Tarea requerida A >>
Di si cada afirmación coincide con el texto extraído. Responde sí o no y cita literalmente las palabras del texto que lo deciden. (i) El texto lleva fecha del 20 de octubre de 2007. (ii) El post "Dos fincas, dos llaves" apareció el 11 de octubre de 2007. (iii) El portal se presenta como encuentro entre lo religioso y lo científico.

Lugar de Encuentro de lo sagrado y lo profano

La persona, tensión dinámica hacia la Trascendencia

20-Octubre-2007    Juan Luis Herrero del Pozo
    “He creído un deber reconocer su dimensión moral a tantos jóvenes que hemos echado de la iglesia pero que apuestan su vida entera o en parte a favor de los semejantes, cercanos o lejanos, en mil organizaciones de proyección social o política”. Creemos que a la luz de este párrafo del texto hay que leer todo este artículo que, una vez más, ATRIO agradece al autor.

La siguiente explicación pretende aclarar algunos conceptos de los vertidos en el post “Dos fincas, dos llaves” del 11 oct. 2007 en Atrio. De paso el presente texto podría servir para ensanchar tal vez la perspectiva de este portal como “encuentro entre lo profano y lo sagrado”.

Tarea requerida B >>
En los registros, cambia "pool" por "swimming pool" desde la línea que contiene "Within the following image, at what position is the pool" hasta la línea que contiene "[0,17,330,86]", ambas incluidas. Deja todo lo demás igual y entrega solo esas líneas.

Registros extraídos >>
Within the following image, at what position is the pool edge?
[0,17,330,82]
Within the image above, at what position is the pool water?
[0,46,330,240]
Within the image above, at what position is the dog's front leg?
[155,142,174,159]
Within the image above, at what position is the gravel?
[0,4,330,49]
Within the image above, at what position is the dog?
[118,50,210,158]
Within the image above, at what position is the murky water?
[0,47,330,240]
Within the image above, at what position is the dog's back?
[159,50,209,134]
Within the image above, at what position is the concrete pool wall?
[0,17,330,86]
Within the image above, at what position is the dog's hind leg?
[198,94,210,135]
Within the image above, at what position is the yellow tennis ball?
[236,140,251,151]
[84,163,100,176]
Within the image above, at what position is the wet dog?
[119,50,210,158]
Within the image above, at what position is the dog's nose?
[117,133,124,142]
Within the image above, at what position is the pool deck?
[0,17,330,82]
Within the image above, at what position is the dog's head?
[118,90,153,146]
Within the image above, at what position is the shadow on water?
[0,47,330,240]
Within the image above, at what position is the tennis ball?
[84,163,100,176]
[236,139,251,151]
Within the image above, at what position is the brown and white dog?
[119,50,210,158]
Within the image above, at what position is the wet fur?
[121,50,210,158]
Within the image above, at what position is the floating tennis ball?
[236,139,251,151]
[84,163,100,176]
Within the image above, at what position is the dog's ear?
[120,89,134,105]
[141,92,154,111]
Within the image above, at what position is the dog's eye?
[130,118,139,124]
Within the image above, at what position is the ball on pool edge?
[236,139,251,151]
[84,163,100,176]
...
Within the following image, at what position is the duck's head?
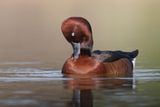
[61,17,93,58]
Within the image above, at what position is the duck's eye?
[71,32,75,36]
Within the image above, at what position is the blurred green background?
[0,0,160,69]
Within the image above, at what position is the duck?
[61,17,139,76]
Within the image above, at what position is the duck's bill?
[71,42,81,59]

Respuesta escrita A >>
(i) Sí: "20-Octubre-2007".
(ii) Sí: "“Dos fincas, dos llaves” del 11 oct. 2007".
(iii) No: "“encuentro entre lo profano y lo sagrado”".

Respuesta escrita B >>
Within the following image, at what position is the swimming pool edge?
[0,17,330,82]
Within the image above, at what position is the swimming pool water?
[0,46,330,240]
Within the image above, at what position is the dog's front leg?
[155,142,174,159]
Within the image above, at what position is the gravel?
[0,4,330,49]
Within the image above, at what position is the dog?
[118,50,210,158]
Within the image above, at what position is the murky water?
[0,47,330,240]
Within the image above, at what position is the dog's back?
[159,50,209,134]
Within the image above, at what position is the concrete swimming pool wall?
[0,17,330,86]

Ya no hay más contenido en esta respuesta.